(Items from a data source)
= Beginning of Section =

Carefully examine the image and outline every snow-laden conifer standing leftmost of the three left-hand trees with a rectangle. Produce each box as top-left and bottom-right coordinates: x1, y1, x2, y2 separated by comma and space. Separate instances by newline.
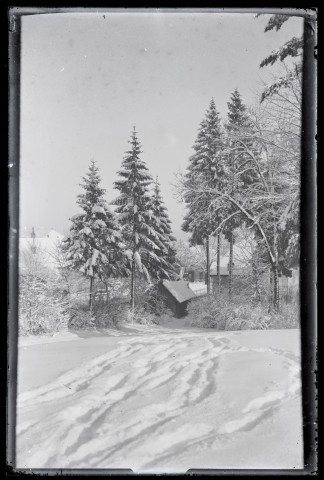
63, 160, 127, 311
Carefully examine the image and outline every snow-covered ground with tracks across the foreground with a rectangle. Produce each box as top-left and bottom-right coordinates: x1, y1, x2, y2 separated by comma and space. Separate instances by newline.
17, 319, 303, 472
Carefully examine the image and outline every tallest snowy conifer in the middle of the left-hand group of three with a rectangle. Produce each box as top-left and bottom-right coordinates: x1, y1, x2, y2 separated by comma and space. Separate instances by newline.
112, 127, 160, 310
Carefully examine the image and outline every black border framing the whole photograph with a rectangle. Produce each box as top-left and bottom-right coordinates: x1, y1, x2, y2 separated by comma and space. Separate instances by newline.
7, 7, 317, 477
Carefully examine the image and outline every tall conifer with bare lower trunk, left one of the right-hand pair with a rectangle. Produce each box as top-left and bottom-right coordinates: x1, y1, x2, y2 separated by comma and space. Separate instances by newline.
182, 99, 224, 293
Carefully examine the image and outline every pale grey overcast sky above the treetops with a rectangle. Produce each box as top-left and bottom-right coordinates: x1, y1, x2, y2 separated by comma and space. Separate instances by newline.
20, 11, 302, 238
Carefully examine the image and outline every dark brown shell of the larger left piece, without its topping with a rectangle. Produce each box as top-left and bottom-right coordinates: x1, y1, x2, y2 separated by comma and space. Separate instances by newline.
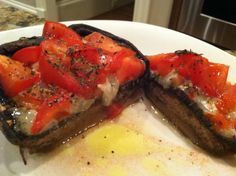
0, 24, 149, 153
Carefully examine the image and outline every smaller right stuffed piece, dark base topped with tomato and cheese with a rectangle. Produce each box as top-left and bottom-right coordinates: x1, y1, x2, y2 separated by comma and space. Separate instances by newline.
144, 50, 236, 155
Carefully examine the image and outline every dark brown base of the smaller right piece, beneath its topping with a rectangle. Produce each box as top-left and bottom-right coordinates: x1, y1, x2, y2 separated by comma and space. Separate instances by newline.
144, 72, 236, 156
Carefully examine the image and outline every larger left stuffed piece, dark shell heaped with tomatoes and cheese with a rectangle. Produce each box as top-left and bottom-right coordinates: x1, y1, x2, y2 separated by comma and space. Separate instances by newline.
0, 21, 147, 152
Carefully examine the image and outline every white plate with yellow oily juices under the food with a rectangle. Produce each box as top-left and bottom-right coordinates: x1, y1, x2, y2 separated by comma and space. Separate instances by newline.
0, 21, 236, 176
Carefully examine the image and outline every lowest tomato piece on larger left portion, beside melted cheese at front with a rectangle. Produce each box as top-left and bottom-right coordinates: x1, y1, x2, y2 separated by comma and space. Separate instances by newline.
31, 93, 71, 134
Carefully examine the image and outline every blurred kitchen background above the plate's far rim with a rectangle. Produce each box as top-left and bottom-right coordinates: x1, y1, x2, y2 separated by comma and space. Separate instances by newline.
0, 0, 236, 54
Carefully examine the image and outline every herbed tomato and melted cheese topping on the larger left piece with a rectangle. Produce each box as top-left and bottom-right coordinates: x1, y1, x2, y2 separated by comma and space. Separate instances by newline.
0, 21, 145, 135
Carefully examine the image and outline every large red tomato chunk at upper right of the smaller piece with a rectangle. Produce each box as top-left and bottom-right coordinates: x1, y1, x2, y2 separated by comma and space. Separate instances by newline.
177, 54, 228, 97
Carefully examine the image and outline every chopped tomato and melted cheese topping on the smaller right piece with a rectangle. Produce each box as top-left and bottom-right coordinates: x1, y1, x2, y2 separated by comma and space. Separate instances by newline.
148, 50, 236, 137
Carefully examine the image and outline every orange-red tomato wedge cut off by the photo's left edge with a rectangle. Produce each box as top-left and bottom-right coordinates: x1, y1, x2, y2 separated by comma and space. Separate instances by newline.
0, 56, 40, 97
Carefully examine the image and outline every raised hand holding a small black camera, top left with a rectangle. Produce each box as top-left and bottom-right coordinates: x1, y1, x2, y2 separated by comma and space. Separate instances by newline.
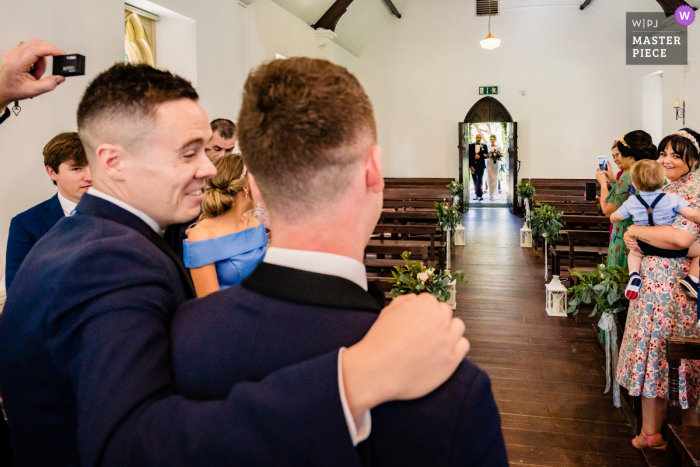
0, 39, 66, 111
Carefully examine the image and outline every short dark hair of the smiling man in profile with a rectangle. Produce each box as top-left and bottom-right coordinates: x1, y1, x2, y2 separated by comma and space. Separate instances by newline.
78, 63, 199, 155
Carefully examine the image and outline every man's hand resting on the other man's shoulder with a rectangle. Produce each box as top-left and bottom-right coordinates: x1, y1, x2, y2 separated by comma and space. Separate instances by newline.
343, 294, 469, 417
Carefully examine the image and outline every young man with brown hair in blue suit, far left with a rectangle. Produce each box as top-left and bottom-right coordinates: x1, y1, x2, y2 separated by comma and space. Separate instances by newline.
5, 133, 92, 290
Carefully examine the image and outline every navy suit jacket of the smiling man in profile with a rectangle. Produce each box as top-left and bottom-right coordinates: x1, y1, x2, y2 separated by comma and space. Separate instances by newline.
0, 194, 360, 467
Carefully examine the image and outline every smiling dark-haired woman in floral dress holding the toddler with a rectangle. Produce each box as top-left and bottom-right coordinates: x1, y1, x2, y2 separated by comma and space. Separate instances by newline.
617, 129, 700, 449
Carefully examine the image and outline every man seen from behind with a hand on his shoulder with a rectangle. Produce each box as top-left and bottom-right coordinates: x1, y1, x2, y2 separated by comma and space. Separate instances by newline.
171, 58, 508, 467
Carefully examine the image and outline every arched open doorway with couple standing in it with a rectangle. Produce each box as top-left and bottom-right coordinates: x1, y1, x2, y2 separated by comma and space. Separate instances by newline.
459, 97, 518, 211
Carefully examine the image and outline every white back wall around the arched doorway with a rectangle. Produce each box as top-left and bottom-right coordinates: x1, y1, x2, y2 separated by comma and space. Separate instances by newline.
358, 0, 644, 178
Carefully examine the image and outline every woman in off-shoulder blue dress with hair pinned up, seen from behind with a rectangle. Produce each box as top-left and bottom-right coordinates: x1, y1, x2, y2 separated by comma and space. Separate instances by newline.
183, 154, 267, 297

= End of Section =
= Beginning of Section =

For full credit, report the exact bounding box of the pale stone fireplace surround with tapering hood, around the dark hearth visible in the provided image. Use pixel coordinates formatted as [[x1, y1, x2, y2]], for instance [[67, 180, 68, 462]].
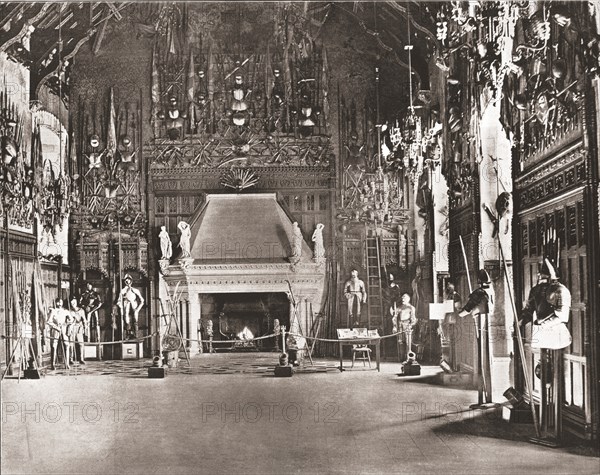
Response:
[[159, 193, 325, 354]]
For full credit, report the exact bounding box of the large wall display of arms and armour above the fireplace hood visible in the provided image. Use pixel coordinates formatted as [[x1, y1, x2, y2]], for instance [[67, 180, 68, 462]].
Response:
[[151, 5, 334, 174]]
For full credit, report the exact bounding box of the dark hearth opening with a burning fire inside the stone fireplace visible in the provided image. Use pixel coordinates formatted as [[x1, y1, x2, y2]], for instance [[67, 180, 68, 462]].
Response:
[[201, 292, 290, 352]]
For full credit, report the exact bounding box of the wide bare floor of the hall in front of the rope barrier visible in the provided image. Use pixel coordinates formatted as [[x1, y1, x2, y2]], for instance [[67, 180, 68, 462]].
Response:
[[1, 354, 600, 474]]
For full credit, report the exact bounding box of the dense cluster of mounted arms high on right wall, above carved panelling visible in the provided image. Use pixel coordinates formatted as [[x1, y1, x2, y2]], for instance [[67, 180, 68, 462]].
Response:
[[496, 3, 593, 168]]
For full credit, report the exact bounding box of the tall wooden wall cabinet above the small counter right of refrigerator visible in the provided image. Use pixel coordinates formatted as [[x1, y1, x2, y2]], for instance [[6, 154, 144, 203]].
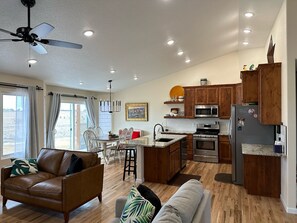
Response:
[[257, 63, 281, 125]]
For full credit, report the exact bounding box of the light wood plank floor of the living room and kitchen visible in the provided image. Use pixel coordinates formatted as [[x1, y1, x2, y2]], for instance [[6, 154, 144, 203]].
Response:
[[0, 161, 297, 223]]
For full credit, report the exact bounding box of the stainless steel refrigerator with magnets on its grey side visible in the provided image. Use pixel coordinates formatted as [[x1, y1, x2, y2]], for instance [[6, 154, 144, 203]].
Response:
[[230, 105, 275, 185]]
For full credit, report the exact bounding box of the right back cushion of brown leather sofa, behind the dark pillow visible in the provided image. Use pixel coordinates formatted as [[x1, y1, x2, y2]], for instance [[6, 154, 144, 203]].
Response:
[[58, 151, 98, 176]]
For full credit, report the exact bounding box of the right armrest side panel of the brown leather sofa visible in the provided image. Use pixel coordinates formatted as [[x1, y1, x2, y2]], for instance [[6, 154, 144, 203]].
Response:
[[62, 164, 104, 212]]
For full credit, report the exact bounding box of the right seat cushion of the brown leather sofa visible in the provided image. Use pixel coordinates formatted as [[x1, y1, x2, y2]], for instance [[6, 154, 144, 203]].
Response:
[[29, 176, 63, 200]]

= End of Section =

- _What is required_
Across the entries above, how many lines include "sofa"? State only that number.

- _Answer to the exercise_
3